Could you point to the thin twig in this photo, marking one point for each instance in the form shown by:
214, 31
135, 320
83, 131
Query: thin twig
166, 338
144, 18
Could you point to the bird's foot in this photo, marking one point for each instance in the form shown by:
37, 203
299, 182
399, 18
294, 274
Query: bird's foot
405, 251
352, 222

---

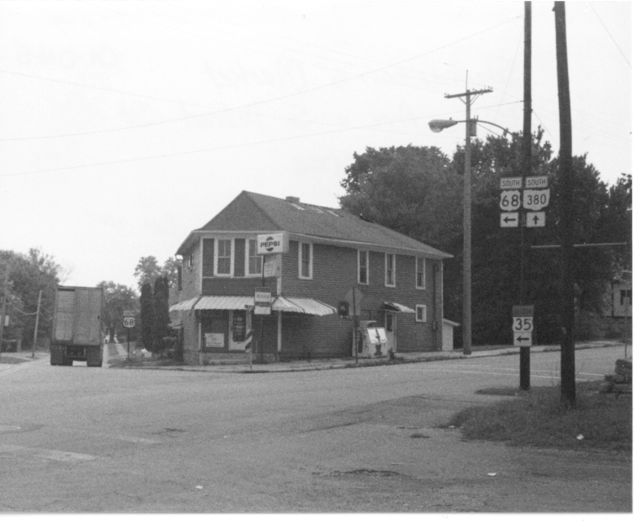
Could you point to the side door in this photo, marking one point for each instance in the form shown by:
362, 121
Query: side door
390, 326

**GOAL**
Identify every line in the items above that contains the string "twig", matching case exactly, and copy each such line.

**RESULT**
Could you point to the thin twig in this photo, marking one point for each instance in the form shown by:
Query: thin twig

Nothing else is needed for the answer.